As to complaint-2, the AJ determined that complainant failed to establish
by a preponderance of the evidence that the agency's actions were
discriminatory or constituted harassment. Initially, the AJ stated the
allocation of burdens and three-step order of presentation of proof in
Title VII and Rehabilitation Act cases. However, the AJ noted that if
the agency articulates a legitimate, nondiscriminatory reason for its
actions, the factual inquiry can proceed directly to the third step
of the three-step analysis which is whether complainant has shown by
preponderant evidence that the agency's actions were motivated by
discrimination. The AJ then concluded that the agency articulated
legitimate, nondiscriminatory reasons for its actions. As to claim
(1), the AJ found that responsible official charged complainant with
leave hours because complainant did not get prior authorization to avoid
taking a lunch break and was therefore charged with the leave for lunch.
As to claim (2) regarding his seven-day suspension, the agency stated
that complainant was issued the suspension because he failed to report
to work or make arrangements for leave during his absences from December
19, 1996 through January 6, 1997. As to complainant's claim (3) in
which he alleged that the agency's actions constituted harassment,
the AJ determined that the alleged events taken as a whole were not
sufficiently severe or pervasive to constitute harassment.
++++++++
__AIM A__: Copy everything in the complaint-2 excerpt from "As to claim (2)" down to "to constitute harassment.".
__AIM B__: According to the complaint-2 excerpt, why did the agency say the complainant was issued the seven-day suspension?

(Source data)
++++++++
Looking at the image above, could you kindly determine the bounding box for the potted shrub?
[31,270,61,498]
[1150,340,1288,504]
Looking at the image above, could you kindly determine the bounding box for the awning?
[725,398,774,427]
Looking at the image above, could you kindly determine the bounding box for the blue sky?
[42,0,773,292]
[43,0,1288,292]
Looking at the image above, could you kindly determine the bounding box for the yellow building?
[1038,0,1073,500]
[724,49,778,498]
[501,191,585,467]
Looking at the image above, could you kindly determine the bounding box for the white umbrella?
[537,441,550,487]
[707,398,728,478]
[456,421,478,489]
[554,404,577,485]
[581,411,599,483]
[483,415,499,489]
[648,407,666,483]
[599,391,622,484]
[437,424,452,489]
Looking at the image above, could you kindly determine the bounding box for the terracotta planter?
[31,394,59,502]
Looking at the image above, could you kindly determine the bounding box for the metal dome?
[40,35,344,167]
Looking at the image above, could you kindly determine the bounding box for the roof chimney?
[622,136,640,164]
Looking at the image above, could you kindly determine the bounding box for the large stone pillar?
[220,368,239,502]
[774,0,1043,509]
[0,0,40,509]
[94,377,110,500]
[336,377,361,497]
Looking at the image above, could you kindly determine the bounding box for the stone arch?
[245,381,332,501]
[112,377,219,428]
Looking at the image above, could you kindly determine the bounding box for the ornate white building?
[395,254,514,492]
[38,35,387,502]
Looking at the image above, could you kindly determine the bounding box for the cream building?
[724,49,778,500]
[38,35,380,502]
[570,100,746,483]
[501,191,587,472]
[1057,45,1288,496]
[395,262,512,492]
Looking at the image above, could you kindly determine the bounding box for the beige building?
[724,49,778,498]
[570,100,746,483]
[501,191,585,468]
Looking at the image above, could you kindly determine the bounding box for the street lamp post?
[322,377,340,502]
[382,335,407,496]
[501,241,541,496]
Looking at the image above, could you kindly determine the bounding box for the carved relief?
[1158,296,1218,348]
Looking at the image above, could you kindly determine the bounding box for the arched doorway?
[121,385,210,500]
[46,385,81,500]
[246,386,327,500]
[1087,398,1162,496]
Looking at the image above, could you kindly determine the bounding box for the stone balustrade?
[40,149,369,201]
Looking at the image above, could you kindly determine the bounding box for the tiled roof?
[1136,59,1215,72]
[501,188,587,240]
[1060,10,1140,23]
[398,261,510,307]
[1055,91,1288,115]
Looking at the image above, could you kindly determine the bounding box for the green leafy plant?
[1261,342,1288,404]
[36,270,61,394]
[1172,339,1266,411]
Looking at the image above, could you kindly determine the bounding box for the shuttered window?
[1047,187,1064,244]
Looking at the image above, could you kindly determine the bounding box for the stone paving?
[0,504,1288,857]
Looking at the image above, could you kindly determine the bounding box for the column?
++++++++
__SOLUTION A__:
As to claim (2) regarding his seven-day suspension, the agency stated
that complainant was issued the suspension because he failed to report
to work or make arrangements for leave during his absences from December
19, 1996 through January 6, 1997. As to complainant's claim (3) in
which he alleged that the agency's actions constituted harassment,
the AJ determined that the alleged events taken as a whole were not
sufficiently severe or pervasive to constitute harassment.

__SOLUTION B__: He failed to report to work or make arrangements for leave during his absences from December 19, 1996 through January 6, 1997.